··· Records shown

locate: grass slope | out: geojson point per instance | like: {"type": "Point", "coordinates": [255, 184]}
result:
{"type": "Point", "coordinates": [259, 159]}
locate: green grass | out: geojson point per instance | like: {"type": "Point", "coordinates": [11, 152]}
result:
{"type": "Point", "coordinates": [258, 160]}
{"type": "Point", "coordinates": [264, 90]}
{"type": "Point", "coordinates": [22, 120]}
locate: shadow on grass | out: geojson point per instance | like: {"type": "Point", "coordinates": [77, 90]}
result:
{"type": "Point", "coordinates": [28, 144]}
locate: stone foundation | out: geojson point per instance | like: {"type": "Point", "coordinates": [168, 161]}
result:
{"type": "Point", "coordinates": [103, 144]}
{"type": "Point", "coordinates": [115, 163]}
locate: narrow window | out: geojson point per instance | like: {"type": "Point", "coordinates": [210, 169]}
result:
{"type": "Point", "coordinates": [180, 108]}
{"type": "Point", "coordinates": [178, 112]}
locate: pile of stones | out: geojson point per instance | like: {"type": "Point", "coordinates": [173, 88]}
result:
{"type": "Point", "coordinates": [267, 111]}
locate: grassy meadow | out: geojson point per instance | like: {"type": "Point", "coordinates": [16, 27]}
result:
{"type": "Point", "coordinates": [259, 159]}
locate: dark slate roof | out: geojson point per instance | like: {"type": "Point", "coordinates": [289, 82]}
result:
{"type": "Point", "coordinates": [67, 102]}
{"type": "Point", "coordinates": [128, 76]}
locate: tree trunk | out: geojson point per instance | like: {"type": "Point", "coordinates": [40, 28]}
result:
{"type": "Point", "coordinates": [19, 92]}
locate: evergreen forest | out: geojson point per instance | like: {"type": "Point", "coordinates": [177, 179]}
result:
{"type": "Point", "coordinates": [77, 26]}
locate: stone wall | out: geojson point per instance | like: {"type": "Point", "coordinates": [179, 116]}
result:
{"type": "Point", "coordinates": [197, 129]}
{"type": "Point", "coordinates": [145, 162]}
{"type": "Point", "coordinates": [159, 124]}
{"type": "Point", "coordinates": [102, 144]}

······

> **Task brief**: Return the rows from the line containing "locate: dark slate" through the last line of the rows, both included, reproduced verbatim.

> **Response**:
locate: dark slate roof | out: geojson point per instance | like: {"type": "Point", "coordinates": [289, 82]}
result:
{"type": "Point", "coordinates": [67, 102]}
{"type": "Point", "coordinates": [128, 76]}
locate: tree trunk | out: geojson point per instance | like: {"type": "Point", "coordinates": [40, 28]}
result:
{"type": "Point", "coordinates": [19, 92]}
locate: evergreen forest | out: geojson point per instance | like: {"type": "Point", "coordinates": [177, 179]}
result:
{"type": "Point", "coordinates": [77, 26]}
locate: stone wall | out: geojson point per instance | like: {"type": "Point", "coordinates": [179, 116]}
result:
{"type": "Point", "coordinates": [197, 129]}
{"type": "Point", "coordinates": [145, 162]}
{"type": "Point", "coordinates": [159, 124]}
{"type": "Point", "coordinates": [102, 144]}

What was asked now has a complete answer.